What needs to be done –
In your copy, leave out the pictures and repeat the entries below exactly.

Raw data –
┏━━
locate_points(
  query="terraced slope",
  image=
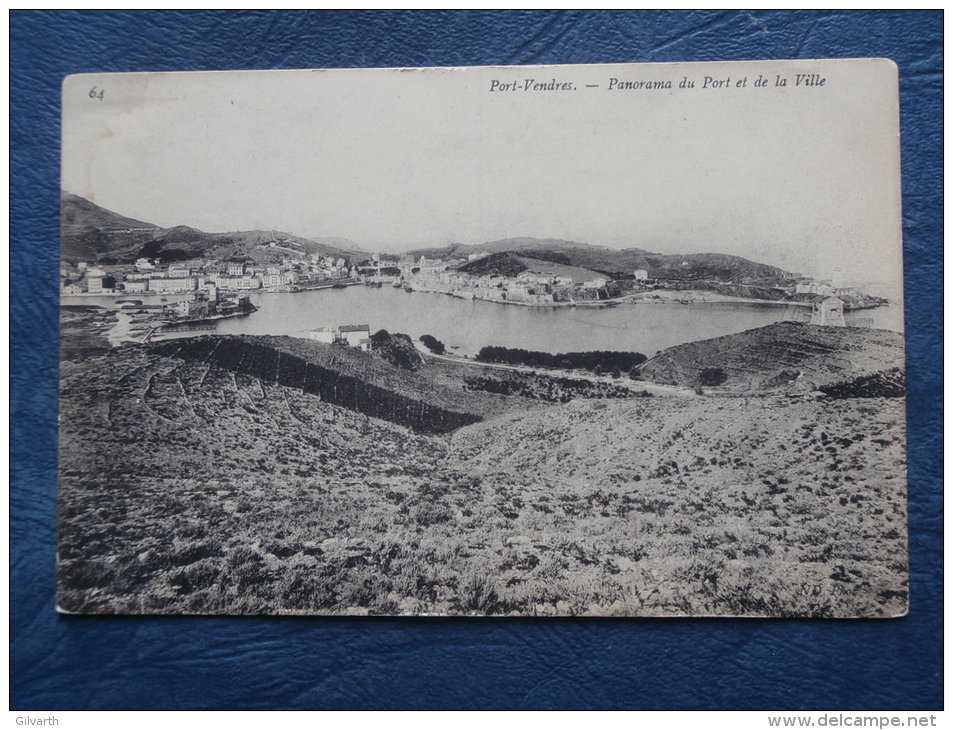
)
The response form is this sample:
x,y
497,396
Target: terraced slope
x,y
341,376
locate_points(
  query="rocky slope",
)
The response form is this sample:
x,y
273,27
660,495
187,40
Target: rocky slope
x,y
789,355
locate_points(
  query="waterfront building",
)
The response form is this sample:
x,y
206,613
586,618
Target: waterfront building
x,y
354,333
136,285
172,285
829,313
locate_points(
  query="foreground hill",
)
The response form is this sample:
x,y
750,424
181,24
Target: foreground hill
x,y
265,475
92,233
680,267
792,355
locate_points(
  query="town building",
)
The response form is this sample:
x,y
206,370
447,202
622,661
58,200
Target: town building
x,y
354,333
829,313
171,285
323,334
136,285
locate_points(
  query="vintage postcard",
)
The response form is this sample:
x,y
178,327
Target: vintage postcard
x,y
607,340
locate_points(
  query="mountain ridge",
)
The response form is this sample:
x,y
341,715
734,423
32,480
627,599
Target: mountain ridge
x,y
89,232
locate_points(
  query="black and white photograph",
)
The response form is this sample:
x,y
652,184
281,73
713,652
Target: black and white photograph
x,y
594,340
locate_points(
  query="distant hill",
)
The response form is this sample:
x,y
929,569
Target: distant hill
x,y
612,262
92,233
508,263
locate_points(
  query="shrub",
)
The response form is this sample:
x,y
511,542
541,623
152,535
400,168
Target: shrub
x,y
712,376
433,344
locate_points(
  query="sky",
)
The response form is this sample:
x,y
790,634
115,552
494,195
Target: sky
x,y
805,177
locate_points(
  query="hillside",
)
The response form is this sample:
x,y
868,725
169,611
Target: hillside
x,y
508,263
681,267
341,376
793,355
216,483
92,233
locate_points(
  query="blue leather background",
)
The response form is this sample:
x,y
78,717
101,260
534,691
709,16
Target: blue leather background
x,y
237,663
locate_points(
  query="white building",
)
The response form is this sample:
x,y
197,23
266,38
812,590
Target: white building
x,y
354,333
323,334
829,313
136,285
167,285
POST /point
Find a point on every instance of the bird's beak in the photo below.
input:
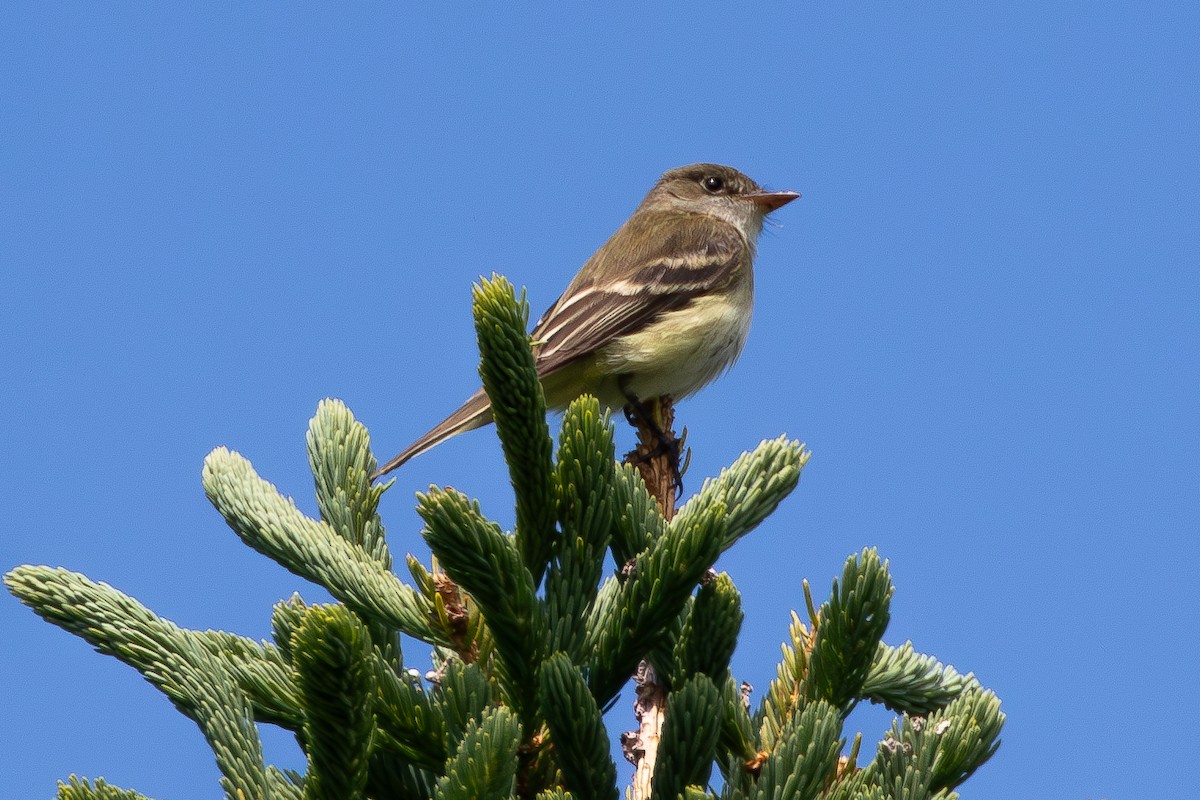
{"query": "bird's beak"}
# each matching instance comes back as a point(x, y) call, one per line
point(771, 200)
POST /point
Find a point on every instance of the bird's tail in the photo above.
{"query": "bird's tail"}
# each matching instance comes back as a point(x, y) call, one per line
point(475, 413)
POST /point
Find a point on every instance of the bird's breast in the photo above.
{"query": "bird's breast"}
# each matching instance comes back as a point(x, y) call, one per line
point(683, 349)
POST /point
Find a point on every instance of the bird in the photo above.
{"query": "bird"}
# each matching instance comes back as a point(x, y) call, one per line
point(663, 307)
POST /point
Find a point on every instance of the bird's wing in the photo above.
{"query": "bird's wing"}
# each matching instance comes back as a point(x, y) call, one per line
point(696, 256)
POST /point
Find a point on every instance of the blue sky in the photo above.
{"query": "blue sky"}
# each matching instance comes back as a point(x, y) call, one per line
point(982, 317)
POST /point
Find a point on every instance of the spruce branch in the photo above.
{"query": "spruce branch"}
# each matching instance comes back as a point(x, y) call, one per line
point(847, 630)
point(691, 728)
point(461, 695)
point(77, 788)
point(625, 627)
point(751, 487)
point(737, 743)
point(409, 722)
point(639, 519)
point(969, 731)
point(342, 464)
point(804, 757)
point(334, 665)
point(519, 409)
point(484, 767)
point(271, 524)
point(586, 515)
point(576, 729)
point(486, 564)
point(173, 660)
point(261, 672)
point(907, 681)
point(709, 631)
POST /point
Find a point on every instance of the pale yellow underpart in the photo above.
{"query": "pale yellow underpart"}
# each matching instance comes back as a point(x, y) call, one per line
point(677, 355)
┗━━
Expected output –
locate_points(
  query="terraced slope",
  image=
)
The response form is this sample:
x,y
497,396
Target: terraced slope
x,y
341,376
locate_points(
  query="rocky slope",
)
The response form is this sample:
x,y
273,27
660,495
187,40
Target: rocky slope
x,y
789,355
locate_points(
  query="waterfront building",
)
The response form is this sample:
x,y
206,613
586,618
Target: waterfront building
x,y
354,333
136,285
172,285
829,313
locate_points(
  query="foreground hill",
)
The response form is this sample:
x,y
750,424
181,24
Target: foreground hill
x,y
265,475
92,233
680,267
792,355
locate_points(
  query="town building",
)
The response form is this sample:
x,y
206,370
447,202
622,661
58,200
Target: town building
x,y
354,333
829,313
171,285
323,334
136,285
locate_points(
  query="vintage postcard",
)
The response form is this sample:
x,y
178,327
Target: vintage postcard
x,y
607,340
locate_points(
  query="mountain ridge",
)
The response form is this sample:
x,y
341,715
734,423
32,480
627,599
Target: mountain ridge
x,y
89,232
locate_points(
  query="black and white photograph",
)
The response form is this sample:
x,y
652,184
281,73
713,652
Target: black and white photograph
x,y
594,340
locate_points(
  query="distant hill",
)
The response form is this sample:
x,y
929,569
Target: distant hill
x,y
612,262
92,233
508,263
locate_points(
  query="shrub",
)
The response form is this sample:
x,y
511,542
541,623
152,535
400,168
Target: shrub
x,y
712,376
433,344
locate_points(
  query="sky",
)
The response form is this sample:
x,y
790,634
115,552
494,195
Target: sky
x,y
805,177
locate_points(
  query="hillside",
)
The response form is this sample:
x,y
868,725
169,611
Target: hillside
x,y
508,263
681,267
341,376
793,355
216,483
92,233
locate_points(
  query="blue leather background",
)
The response form is this sample:
x,y
78,717
101,260
534,691
709,16
Target: blue leather background
x,y
237,663
locate_points(
  query="white building",
)
The response form is this sample:
x,y
197,23
266,38
812,590
Target: white building
x,y
354,333
323,334
829,313
136,285
167,285
POST /point
Find a point on every instance of the bird's beak in the photo below.
input:
{"query": "bird's beak"}
# each matching instance comes back as a point(x, y) call, one per line
point(771, 200)
POST /point
Find a point on every instance of the bird's tail in the photo above.
{"query": "bird's tail"}
# each matching instance comes back as a point(x, y) call, one per line
point(475, 413)
POST /point
Find a point on every instance of the bird's breast in the photo above.
{"query": "bird's breast"}
# each matching instance comes back as a point(x, y) call, one per line
point(683, 349)
POST /point
Find a point on every instance of the bird in the photo above.
{"query": "bird"}
# each matching instance comes back as a point(x, y) call, one per line
point(663, 307)
POST /point
Find a point on every instance of the bird's wing in the photo above.
{"query": "bird's wing"}
# each matching instance comes back as a point(x, y) call, one per line
point(696, 256)
POST /point
Find a point on every instance of the blue sky in the photo above.
{"query": "blue sky"}
# each matching instance comes back as a point(x, y) call, one per line
point(982, 317)
POST /point
Find a point on every instance of the spruce branch in the photo above.
{"query": "spruce branch"}
# each matching instance comes back as a point(x, y) call, one per line
point(847, 630)
point(691, 728)
point(461, 695)
point(77, 788)
point(625, 627)
point(751, 487)
point(737, 743)
point(409, 722)
point(639, 519)
point(969, 731)
point(342, 464)
point(804, 757)
point(334, 665)
point(519, 409)
point(484, 767)
point(271, 524)
point(586, 515)
point(576, 729)
point(486, 564)
point(173, 660)
point(261, 672)
point(907, 681)
point(709, 631)
POST /point
Find a point on every instance of the pale yellow underpart in the photo above.
{"query": "pale yellow underpart"}
# each matching instance comes back as a point(x, y) call, one per line
point(677, 355)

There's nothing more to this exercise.